Search the data below for the string "wooden". Extract every line that contains it.

=== Exercise data ===

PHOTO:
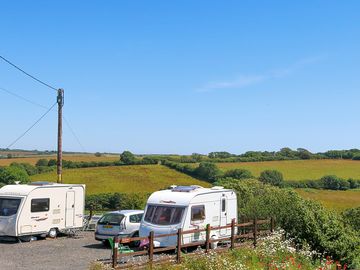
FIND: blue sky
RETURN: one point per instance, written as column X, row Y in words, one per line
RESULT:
column 183, row 76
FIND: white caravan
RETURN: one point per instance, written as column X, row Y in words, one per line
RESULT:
column 41, row 208
column 189, row 207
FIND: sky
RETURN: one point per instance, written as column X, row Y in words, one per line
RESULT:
column 182, row 76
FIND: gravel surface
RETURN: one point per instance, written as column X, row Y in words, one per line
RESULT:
column 61, row 253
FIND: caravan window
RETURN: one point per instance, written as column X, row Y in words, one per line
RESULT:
column 40, row 205
column 9, row 207
column 197, row 212
column 223, row 205
column 164, row 215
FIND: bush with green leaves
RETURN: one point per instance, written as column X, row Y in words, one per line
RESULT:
column 208, row 171
column 272, row 177
column 352, row 217
column 11, row 174
column 304, row 220
column 335, row 183
column 42, row 162
column 238, row 174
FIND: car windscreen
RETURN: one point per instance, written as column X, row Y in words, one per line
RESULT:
column 111, row 219
column 163, row 215
column 9, row 207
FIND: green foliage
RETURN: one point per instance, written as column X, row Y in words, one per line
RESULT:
column 116, row 201
column 42, row 162
column 9, row 175
column 304, row 220
column 127, row 158
column 238, row 174
column 30, row 169
column 208, row 171
column 335, row 183
column 352, row 217
column 52, row 162
column 272, row 177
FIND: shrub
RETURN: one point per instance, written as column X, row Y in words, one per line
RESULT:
column 352, row 217
column 42, row 162
column 272, row 177
column 335, row 183
column 127, row 158
column 239, row 174
column 208, row 171
column 304, row 220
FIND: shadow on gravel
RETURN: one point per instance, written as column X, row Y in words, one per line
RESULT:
column 96, row 246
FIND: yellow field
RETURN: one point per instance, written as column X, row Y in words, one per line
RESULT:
column 128, row 179
column 34, row 159
column 334, row 199
column 301, row 169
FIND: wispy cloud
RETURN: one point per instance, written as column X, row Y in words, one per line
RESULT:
column 244, row 80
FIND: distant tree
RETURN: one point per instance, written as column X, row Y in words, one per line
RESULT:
column 208, row 171
column 42, row 162
column 196, row 157
column 272, row 177
column 222, row 154
column 11, row 174
column 287, row 152
column 127, row 157
column 52, row 162
column 335, row 183
column 30, row 169
column 238, row 174
column 303, row 153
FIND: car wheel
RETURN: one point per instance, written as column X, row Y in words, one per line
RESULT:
column 52, row 233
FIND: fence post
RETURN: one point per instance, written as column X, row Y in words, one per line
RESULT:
column 115, row 251
column 207, row 241
column 255, row 231
column 232, row 233
column 151, row 247
column 178, row 255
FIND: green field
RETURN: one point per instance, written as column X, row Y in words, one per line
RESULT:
column 135, row 178
column 301, row 169
column 334, row 199
column 33, row 159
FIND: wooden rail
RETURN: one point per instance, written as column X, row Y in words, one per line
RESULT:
column 252, row 233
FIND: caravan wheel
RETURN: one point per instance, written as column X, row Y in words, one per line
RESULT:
column 213, row 245
column 52, row 233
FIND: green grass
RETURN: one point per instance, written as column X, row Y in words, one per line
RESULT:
column 301, row 169
column 127, row 179
column 333, row 199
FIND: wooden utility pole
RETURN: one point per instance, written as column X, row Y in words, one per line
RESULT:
column 60, row 101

===

## Result of this exercise
FIND: wooden rail
FIND: wooden utility pole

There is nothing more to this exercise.